┏━━
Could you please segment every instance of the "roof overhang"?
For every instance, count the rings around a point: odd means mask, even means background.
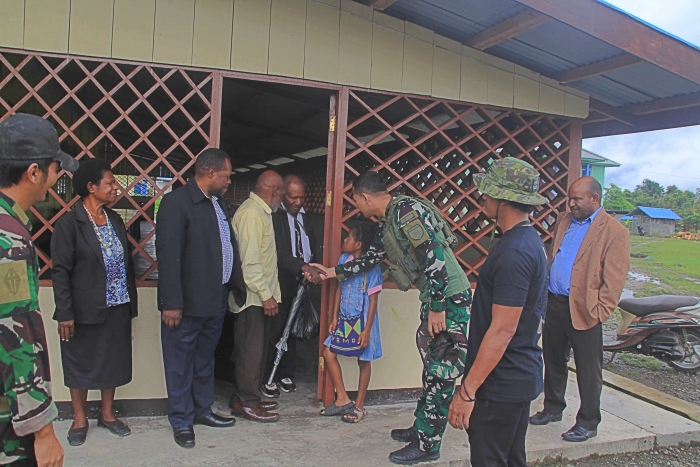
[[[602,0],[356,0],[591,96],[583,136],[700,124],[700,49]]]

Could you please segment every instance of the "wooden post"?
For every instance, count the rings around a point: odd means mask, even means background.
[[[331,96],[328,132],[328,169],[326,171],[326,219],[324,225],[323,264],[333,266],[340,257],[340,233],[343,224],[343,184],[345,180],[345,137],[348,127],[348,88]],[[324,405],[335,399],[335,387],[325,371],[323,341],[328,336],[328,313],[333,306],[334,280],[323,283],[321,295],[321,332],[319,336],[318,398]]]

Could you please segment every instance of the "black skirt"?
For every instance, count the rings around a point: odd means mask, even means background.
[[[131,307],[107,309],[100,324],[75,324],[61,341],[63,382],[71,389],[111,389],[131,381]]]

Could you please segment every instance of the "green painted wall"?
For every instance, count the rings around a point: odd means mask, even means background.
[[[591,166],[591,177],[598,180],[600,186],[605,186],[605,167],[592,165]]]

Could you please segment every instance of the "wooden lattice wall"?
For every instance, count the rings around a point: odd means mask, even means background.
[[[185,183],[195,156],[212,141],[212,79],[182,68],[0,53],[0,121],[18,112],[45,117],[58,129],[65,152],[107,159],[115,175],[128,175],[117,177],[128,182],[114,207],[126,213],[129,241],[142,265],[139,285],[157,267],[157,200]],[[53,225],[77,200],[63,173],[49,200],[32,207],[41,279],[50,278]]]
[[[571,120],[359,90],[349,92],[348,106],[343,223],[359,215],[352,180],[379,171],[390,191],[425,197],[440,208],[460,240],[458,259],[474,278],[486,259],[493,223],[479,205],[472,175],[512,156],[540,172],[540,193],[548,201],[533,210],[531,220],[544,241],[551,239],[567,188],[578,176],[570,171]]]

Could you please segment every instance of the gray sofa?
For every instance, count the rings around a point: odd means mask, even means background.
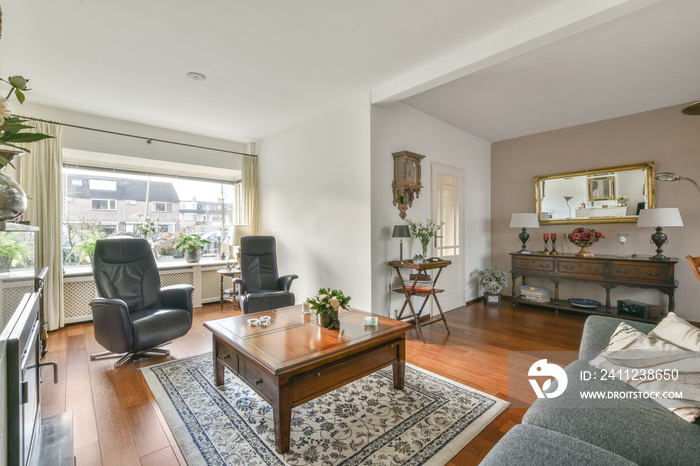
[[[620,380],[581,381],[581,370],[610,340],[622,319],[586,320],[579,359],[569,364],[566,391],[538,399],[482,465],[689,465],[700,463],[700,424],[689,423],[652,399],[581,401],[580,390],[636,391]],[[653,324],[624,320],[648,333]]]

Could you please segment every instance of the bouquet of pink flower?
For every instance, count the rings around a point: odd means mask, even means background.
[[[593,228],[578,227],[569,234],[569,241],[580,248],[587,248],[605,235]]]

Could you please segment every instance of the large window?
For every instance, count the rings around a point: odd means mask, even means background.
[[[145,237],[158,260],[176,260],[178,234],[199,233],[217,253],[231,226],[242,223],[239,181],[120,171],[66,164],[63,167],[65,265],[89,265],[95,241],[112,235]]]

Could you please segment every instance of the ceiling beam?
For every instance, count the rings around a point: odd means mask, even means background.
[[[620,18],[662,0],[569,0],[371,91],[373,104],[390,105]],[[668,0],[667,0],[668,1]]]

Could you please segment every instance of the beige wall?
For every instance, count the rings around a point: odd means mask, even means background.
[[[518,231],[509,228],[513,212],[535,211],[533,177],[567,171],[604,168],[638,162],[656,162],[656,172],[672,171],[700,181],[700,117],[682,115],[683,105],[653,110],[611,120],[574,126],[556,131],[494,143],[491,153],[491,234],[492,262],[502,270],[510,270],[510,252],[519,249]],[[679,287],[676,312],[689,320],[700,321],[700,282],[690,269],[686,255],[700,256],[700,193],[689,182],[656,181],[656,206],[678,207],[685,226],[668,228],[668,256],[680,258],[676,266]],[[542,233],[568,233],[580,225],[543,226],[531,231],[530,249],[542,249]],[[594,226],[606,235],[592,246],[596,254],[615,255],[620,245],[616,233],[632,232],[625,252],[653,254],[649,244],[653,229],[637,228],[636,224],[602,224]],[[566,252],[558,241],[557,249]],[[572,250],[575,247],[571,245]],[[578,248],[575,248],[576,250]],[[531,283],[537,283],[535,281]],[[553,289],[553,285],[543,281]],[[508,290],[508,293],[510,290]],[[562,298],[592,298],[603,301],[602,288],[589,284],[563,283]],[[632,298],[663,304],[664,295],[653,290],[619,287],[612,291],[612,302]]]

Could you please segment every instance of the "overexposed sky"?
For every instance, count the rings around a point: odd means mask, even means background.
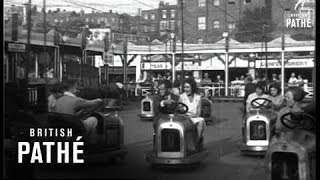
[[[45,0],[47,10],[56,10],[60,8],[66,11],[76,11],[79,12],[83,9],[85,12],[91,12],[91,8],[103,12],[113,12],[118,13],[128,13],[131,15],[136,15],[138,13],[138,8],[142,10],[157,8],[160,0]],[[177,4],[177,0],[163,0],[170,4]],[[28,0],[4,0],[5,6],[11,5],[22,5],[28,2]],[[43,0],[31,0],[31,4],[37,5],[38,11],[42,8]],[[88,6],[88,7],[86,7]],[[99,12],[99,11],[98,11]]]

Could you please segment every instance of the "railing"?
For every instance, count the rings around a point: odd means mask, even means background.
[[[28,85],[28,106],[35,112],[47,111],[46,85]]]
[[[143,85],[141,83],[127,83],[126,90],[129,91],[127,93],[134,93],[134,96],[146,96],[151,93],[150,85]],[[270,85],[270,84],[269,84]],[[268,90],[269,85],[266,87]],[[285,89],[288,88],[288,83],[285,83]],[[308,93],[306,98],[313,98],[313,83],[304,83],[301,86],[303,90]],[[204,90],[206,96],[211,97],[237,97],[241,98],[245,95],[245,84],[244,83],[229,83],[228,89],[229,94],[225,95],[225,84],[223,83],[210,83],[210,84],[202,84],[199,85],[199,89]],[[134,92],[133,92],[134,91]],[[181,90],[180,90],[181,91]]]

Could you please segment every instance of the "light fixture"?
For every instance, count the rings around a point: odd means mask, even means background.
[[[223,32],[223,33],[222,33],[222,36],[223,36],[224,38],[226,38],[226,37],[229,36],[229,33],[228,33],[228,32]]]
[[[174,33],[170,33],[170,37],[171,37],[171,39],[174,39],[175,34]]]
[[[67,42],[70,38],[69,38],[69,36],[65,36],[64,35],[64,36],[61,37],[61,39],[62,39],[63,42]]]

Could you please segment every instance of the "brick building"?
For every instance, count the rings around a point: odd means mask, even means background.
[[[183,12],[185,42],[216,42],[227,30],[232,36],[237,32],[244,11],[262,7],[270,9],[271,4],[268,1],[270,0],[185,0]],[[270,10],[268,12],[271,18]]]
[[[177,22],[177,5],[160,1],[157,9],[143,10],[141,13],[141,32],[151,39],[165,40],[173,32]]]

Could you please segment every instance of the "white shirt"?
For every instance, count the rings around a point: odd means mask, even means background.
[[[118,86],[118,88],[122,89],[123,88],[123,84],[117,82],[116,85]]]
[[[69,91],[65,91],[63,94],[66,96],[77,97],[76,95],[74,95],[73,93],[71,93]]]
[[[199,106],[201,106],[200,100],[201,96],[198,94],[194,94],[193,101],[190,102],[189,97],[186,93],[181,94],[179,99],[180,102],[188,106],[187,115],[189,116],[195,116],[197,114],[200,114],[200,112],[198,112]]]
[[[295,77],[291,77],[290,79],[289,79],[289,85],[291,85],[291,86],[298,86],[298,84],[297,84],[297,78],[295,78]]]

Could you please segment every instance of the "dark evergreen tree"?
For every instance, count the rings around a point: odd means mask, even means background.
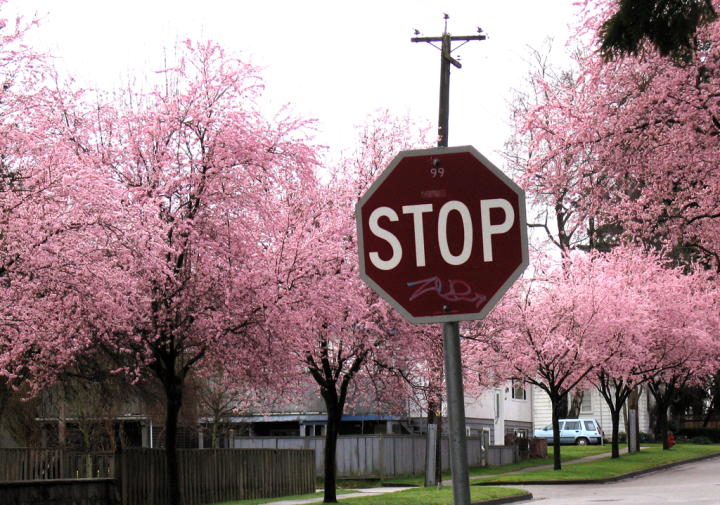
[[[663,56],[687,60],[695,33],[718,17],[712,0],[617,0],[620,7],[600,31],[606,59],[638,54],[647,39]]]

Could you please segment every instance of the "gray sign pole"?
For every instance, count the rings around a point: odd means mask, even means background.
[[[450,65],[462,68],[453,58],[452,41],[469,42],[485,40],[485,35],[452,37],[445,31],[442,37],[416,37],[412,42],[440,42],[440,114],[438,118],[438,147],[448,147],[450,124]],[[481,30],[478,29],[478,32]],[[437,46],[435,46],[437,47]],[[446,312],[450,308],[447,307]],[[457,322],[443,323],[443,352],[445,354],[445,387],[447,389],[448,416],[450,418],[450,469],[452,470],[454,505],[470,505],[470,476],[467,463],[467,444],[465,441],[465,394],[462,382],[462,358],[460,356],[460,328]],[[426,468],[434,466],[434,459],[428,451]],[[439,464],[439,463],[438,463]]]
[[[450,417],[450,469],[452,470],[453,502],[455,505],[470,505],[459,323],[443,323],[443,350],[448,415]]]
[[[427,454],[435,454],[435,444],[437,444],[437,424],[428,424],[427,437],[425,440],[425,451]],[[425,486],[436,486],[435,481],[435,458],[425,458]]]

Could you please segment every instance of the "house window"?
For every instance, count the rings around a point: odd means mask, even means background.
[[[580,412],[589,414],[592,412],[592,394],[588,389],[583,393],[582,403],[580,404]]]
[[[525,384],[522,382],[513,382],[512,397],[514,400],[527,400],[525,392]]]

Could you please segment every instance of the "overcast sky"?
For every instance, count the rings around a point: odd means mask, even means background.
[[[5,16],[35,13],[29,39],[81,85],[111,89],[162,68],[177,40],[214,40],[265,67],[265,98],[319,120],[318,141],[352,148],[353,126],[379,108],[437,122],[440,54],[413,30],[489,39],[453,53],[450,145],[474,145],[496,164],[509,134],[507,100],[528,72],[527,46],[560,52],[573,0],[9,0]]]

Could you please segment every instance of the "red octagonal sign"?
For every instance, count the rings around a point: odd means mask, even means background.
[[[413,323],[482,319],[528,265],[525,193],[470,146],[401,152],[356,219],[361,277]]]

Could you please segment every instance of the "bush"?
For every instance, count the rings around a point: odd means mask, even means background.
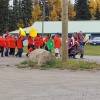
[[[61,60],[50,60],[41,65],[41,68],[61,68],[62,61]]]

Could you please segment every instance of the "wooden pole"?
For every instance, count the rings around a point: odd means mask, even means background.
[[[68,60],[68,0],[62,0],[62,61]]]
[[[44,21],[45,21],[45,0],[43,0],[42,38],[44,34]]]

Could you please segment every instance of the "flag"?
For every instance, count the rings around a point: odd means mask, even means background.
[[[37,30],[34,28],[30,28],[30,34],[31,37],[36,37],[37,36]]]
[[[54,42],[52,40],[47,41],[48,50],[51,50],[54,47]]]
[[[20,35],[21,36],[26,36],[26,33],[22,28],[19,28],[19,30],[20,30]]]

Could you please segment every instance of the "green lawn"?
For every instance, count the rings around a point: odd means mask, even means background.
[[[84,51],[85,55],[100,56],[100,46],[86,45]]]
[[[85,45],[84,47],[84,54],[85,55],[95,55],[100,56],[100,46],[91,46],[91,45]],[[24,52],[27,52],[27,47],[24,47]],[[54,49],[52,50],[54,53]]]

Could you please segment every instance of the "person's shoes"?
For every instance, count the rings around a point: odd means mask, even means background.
┗━━
◆ **WORK ITEM**
Collect the complete line wherever the string "wall" appears in the records.

◆ **ANSWER TO THE PROBLEM**
Could you please segment every instance of the "green painted wall"?
Could you please segment every instance of the "wooden lattice wall"?
Could you please segment every instance of the beige wall?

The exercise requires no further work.